* YOUR TASK: Return, word for word, the stretch of the reseeding text below that opens with "Cost-effective reseeding needn't" and closes with "for a reseed.".

*** EXTRACT TO READ

Cost-effective reseeding needn't involve ploughing, but it does require a bit of spadework. Where soil structure is good and the chemistry is in balance, modern grassland machinery allows for sward rejuvenation via slots, slits and over-sowing - at half the cost of ploughing for a reseed.

And to establish whether soils are compacted, Kingshay consultant Dr Martin Yeates recommends buying a spade. Digging holes in individual fields - comparing soil at the boundaries and in the centre - is the way to find out whether there is compaction.

Ploughing may be the only option for a worn-out pasture, compacted soils or soil chemistry that is so out of kilter it needs extensive liming. "Whether to plough depends on the level of healthy grasses in a sward as to whether it needs to be destroyed and started afresh or just added to," he explains.

"There are no hard and fast rules. Obviously in stony fields you wouldn't want to plough as it brings them to the top, otherwise you need a proper soil analysis, so dig holes."

******
*** STORED ROWS

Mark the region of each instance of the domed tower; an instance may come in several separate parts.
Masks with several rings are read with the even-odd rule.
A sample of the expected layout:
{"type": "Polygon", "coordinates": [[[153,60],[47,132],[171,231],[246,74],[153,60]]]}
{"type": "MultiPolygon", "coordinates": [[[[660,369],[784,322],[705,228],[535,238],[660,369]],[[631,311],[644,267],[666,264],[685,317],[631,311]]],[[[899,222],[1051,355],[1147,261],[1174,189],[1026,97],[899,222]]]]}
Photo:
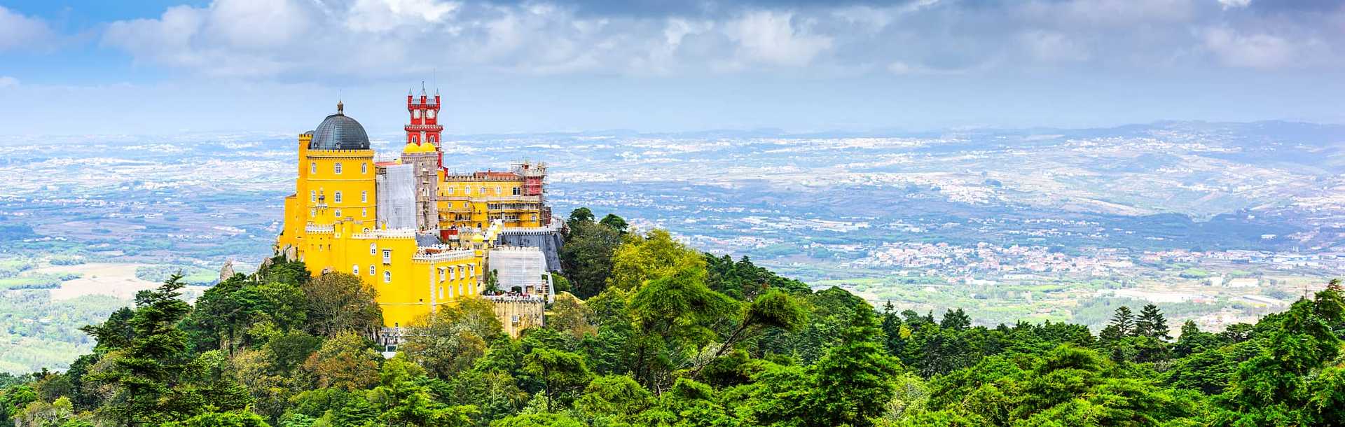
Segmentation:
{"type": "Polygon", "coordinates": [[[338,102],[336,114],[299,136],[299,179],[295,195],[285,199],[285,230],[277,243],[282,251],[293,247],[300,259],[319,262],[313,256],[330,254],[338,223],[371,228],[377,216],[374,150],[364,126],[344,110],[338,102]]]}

******
*** STORED ROWS

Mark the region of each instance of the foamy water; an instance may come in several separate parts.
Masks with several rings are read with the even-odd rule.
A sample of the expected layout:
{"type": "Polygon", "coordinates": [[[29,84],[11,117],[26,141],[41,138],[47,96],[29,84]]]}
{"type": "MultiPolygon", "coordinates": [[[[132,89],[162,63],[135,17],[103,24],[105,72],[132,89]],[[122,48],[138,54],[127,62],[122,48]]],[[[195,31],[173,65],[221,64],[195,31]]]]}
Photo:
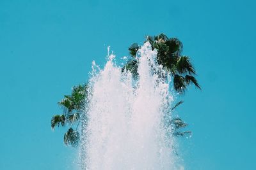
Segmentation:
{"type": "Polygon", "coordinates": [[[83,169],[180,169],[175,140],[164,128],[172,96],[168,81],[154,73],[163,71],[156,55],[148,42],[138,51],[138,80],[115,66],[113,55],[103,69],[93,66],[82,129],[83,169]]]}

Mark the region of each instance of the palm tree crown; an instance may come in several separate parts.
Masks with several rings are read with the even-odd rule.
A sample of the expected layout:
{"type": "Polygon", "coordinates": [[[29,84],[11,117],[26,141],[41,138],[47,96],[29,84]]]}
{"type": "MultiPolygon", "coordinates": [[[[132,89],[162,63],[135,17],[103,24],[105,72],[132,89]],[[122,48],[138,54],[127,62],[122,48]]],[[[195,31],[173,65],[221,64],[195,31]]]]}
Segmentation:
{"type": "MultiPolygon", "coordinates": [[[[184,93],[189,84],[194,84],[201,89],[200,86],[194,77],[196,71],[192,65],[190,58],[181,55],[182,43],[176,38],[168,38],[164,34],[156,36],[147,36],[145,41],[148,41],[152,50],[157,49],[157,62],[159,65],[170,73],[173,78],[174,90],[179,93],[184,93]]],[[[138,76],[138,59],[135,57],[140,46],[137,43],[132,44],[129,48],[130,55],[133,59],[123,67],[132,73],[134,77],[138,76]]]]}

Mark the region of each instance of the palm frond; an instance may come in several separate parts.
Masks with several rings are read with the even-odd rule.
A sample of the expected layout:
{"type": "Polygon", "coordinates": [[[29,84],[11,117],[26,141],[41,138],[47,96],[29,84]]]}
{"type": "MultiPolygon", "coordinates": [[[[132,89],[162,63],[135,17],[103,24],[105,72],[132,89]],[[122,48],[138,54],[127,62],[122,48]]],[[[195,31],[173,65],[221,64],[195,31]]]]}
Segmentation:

******

* RESULT BELOW:
Cost-effective reseeding needn't involve ploughing, but it does require a bit of spadework. Where soil structure is good and the chemistry is in balance, modern grassland machinery allows for sward rejuvenation via slots, slits and over-sowing - at half the cost of ploughing for a reseed.